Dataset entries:
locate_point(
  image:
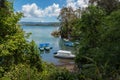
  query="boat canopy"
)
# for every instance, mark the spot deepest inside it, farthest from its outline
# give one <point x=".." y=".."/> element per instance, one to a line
<point x="44" y="44"/>
<point x="63" y="51"/>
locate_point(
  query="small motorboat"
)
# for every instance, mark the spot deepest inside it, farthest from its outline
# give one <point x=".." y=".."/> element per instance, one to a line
<point x="70" y="44"/>
<point x="64" y="54"/>
<point x="44" y="46"/>
<point x="41" y="47"/>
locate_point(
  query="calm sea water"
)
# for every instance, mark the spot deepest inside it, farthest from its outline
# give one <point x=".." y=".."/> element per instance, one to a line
<point x="42" y="34"/>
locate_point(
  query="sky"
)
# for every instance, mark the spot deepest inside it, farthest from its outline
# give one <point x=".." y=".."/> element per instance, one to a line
<point x="44" y="10"/>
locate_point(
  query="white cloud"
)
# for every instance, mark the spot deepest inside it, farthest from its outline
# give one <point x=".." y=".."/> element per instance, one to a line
<point x="77" y="3"/>
<point x="32" y="10"/>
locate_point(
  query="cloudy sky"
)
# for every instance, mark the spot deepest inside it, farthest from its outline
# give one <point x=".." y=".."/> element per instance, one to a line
<point x="45" y="10"/>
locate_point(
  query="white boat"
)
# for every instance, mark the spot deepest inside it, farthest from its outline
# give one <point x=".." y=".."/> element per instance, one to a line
<point x="64" y="54"/>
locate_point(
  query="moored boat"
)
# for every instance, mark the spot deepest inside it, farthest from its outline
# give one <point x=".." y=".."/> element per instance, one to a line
<point x="64" y="54"/>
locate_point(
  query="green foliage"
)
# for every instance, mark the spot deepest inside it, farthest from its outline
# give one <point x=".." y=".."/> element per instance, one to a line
<point x="14" y="49"/>
<point x="98" y="52"/>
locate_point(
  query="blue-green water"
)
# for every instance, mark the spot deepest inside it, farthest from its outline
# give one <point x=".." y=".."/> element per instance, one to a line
<point x="42" y="34"/>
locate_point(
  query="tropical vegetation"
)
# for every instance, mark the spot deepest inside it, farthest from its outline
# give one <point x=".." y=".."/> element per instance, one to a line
<point x="96" y="27"/>
<point x="98" y="32"/>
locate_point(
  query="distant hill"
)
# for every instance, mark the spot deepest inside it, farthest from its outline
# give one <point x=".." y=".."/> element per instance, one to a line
<point x="40" y="23"/>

> INSTRUCTIONS FOR THE TASK
Across the entries above, how many lines include the word "query"? Give only the number.

> EXPECTED ANSWER
12